Task instructions:
Reproduce the material exactly, omitting nothing.

[Stored dataset items]
#####
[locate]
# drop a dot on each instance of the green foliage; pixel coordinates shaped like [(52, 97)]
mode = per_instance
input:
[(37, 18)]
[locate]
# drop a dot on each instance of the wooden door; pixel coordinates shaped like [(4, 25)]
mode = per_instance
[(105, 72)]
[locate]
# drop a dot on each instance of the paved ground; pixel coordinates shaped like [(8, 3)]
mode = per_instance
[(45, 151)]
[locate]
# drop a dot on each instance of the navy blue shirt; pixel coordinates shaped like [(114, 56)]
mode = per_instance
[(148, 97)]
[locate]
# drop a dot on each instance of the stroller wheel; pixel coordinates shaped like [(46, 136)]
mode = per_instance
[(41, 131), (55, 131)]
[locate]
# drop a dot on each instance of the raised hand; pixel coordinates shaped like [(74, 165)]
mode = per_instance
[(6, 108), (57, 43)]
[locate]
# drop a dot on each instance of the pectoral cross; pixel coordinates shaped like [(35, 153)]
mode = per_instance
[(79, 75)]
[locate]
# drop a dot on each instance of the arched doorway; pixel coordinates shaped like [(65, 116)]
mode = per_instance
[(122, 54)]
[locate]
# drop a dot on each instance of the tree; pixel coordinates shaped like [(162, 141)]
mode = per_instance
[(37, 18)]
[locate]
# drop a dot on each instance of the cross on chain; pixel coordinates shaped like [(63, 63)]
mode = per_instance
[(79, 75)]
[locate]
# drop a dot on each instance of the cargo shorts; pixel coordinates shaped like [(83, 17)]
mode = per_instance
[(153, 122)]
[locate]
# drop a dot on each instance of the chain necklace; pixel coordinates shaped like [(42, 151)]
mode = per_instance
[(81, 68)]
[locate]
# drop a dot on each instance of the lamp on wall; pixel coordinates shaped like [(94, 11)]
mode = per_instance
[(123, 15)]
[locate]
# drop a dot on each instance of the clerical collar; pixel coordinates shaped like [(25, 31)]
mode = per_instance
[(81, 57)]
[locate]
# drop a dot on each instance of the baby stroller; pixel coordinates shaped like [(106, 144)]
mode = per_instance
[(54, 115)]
#####
Written response:
[locate]
# drop a dot on each instance of the green foliage; pixel coordinates shaped like [(52, 97)]
mode = per_instance
input:
[(37, 18)]
[locate]
# drop a dot on each instance of the wooden door; pixel coordinates shaped like [(4, 25)]
mode = per_instance
[(105, 72)]
[locate]
# drop a dot on each instance of the paved ground; pixel coordinates shaped like [(8, 3)]
mode = per_instance
[(45, 151)]
[locate]
# drop a dot on each instance of the navy blue shirt; pixel coordinates shaped like [(114, 56)]
mode = per_instance
[(148, 97)]
[locate]
# drop a dot on each instance of the stroller wheel; pixel coordinates shaped like [(46, 136)]
mode = per_instance
[(41, 131), (55, 131)]
[locate]
# drop a dot on each instance of the raised hand; pixel coordinates shaped like [(74, 165)]
mode = per_instance
[(6, 108), (57, 43)]
[locate]
# drop a dot on each instance of the pectoral cross; pixel coordinates shaped like [(35, 153)]
mode = per_instance
[(79, 75)]
[locate]
# drop a dot on each instance of the arched doorway; pixel coordinates shaped like [(65, 116)]
mode = per_instance
[(122, 54)]
[locate]
# drop a dot on each instance of the tree; pixel coordinates shaped like [(162, 141)]
mode = per_instance
[(37, 18)]
[locate]
# drop a dot on each instance of the cross on chain; pixel coordinates shaped like [(63, 63)]
mode = per_instance
[(79, 75)]
[locate]
# drop a dot on each instance of the cargo shorts; pixel coordinates shaped like [(83, 17)]
mode = per_instance
[(153, 122)]
[locate]
# drop a dot on each instance of the chain necklace; pixel coordinates shaped like [(42, 151)]
mode = per_instance
[(81, 68)]
[locate]
# drop a dot on each instance of the lamp on wall; pixel coordinates shaped like [(94, 11)]
mode = per_instance
[(123, 15)]
[locate]
# drop a dot on each instance of the clerical collar; pixel coordinates shaped like [(25, 31)]
mode = per_instance
[(81, 57)]
[locate]
# drop a dot on each instance of the baby stroller; pixel coordinates shaped like [(106, 144)]
mode = per_instance
[(54, 115)]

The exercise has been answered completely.